### Written request
Print every one of the rows below word for word, keeping each line in its original order.

### Location identification rows

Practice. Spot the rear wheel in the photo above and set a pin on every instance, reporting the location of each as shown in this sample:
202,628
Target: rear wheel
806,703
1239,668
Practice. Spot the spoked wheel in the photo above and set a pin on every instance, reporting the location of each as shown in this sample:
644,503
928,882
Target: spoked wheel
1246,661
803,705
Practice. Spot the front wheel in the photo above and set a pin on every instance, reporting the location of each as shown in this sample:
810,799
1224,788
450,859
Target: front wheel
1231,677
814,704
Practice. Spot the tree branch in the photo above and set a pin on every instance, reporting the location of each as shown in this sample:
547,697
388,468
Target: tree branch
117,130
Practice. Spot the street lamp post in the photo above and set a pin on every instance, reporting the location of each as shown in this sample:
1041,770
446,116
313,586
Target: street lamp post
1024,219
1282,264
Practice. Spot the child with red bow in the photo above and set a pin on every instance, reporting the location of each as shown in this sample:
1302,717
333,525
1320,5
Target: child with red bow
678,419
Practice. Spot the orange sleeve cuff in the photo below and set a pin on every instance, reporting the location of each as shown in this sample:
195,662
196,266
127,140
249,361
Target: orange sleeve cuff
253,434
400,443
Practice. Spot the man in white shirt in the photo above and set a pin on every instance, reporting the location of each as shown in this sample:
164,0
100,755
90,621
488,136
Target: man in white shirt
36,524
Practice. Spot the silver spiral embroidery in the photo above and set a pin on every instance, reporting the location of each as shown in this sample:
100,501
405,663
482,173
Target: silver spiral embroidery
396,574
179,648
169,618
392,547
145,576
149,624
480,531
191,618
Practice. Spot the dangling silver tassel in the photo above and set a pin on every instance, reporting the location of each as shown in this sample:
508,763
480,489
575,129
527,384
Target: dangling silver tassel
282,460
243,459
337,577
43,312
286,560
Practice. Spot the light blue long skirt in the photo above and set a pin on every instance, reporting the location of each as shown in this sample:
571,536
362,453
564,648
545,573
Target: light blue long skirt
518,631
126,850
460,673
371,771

### Solution for this problem
Practice. Spot the rear wheel in the photo above and set a pin on every instance, reporting the location of each as shown in this sample:
202,628
Target: rear wheel
806,703
1239,668
Practice. Spot the spoked wheel in the photo above and set a pin on every instance, reporting the location of each as shown in this sample:
644,503
928,882
Target: spoked wheel
1246,661
803,705
Practice. Spot the front wheel in the photo above and set a pin on every instance, reporting the location of each as shown in this sample:
810,799
1224,788
450,859
Target: front wheel
1231,677
814,704
Practice. Spot the tree branch in the photo above and set a pin on every instance, reporting the location of each as shown in this sample:
547,697
388,468
Target: tree branch
117,130
Practice. Spot the street lamp post in the photo above and set a pin on every instance, reporting the location of each as shown in this sample:
1041,770
446,116
313,586
Target: street lamp post
1024,219
1282,264
Practice. Spot the child with red bow in the photo above and set a pin on every instance, reporting the location of each as shown in this sample:
1302,717
333,525
1320,5
Target: child with red bow
678,419
Practice. Spot the orange sleeve cuff in the photo below and set a pin on every instance, reporting the location of each as shown in this sample:
195,662
196,266
127,140
249,361
Target: orange sleeve cuff
253,434
400,443
Practice. Spot the man in white shirt in the photo above and set a pin on every instance, reporting the location of each as shown in this sample:
164,0
100,755
90,621
488,136
Target: man in white shirt
36,524
Practice. Spot the silver spiral embroidery in the photo above and set a pin on every instance, reporting the location of each as shown in this sample:
100,501
405,663
482,173
Target: silver spiral embroidery
396,574
179,648
169,618
392,547
145,576
149,624
480,531
191,618
Practice. Spot the dangling silver tassel in the photo above and set a pin on every instance, reporting the location of each as shown in this sample:
508,763
480,489
575,129
527,384
Target: dangling silver tassel
282,460
243,459
337,577
43,312
286,560
Practice. Spot the light blue long skirt in the photo above and set a pin on every instance, reporting the location of each as shown in this sample:
571,536
362,453
564,648
545,573
Target: light blue long skirt
518,631
126,850
460,673
371,771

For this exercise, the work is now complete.